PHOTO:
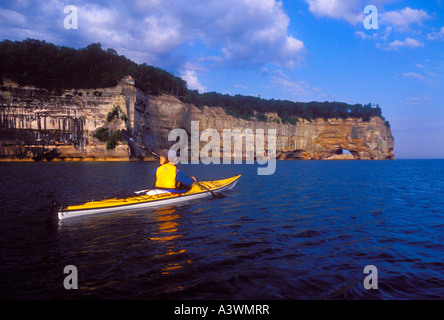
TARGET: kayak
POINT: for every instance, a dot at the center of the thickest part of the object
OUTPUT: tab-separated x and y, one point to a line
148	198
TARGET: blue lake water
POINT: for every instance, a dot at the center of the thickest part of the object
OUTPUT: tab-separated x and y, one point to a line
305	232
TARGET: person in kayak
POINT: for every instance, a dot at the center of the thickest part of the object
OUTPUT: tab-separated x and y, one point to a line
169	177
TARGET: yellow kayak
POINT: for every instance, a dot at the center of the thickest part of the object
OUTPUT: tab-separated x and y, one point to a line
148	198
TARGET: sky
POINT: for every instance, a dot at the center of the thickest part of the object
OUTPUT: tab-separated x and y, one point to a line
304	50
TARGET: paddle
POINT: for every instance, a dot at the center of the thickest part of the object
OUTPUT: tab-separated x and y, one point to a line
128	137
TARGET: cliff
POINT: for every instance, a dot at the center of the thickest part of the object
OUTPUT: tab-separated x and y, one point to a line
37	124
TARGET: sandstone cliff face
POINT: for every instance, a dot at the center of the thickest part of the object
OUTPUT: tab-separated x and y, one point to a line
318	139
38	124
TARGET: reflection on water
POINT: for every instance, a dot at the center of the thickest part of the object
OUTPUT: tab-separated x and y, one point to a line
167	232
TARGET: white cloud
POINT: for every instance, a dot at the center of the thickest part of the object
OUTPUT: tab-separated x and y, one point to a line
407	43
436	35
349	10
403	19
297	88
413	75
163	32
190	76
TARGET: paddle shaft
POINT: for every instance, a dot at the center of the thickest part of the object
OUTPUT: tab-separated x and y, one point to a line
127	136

* * *

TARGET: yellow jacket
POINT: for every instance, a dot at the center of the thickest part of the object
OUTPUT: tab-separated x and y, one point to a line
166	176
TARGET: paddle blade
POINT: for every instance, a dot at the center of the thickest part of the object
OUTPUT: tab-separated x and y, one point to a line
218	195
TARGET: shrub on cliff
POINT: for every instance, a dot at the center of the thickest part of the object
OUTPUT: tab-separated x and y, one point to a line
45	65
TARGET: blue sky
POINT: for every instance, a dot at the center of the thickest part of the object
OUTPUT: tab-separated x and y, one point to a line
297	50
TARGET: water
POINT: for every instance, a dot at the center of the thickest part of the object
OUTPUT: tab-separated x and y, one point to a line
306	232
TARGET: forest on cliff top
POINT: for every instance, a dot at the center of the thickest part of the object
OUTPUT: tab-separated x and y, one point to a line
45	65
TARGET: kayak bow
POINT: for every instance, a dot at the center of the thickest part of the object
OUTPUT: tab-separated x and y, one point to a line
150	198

**Exercise directions**
Your task is to show every line of the listing above containing "yellow".

**Your solution**
TARGET: yellow kayak
TARGET: yellow jacket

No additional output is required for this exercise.